## Start DATA TO USE

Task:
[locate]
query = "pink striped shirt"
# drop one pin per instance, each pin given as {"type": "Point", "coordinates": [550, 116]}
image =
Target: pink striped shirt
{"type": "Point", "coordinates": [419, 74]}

## End DATA TO USE
## Start DATA TO USE

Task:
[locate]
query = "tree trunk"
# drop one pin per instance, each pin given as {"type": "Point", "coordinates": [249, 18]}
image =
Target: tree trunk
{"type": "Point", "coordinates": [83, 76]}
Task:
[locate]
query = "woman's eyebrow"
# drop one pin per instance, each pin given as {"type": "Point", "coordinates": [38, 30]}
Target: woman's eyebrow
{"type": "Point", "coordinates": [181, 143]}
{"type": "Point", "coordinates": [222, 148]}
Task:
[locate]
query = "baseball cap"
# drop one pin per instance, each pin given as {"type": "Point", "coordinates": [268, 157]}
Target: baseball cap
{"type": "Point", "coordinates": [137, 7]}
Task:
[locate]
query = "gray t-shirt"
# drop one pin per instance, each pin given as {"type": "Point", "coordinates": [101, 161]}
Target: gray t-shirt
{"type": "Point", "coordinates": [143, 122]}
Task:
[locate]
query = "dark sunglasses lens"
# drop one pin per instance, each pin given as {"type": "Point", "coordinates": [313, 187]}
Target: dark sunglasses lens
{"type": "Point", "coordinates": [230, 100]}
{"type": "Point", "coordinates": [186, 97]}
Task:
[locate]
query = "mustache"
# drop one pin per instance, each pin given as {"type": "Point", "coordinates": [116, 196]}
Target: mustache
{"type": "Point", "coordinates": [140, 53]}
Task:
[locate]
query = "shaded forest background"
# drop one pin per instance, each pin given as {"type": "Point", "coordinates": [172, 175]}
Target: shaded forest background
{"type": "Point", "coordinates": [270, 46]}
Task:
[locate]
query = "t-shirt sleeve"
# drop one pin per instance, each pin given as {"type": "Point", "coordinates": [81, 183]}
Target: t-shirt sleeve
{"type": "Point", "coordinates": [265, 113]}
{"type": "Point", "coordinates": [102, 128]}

## End DATA TO USE

Copy out, in full, every line of the data above that contains the string "Target".

• _ANSWER TO THIS PROBLEM_:
Target: pink striped shirt
Target: tree trunk
Target: woman's eyebrow
Target: baseball cap
Target: gray t-shirt
Target: dark sunglasses lens
Target: mustache
Target: shaded forest background
Target: t-shirt sleeve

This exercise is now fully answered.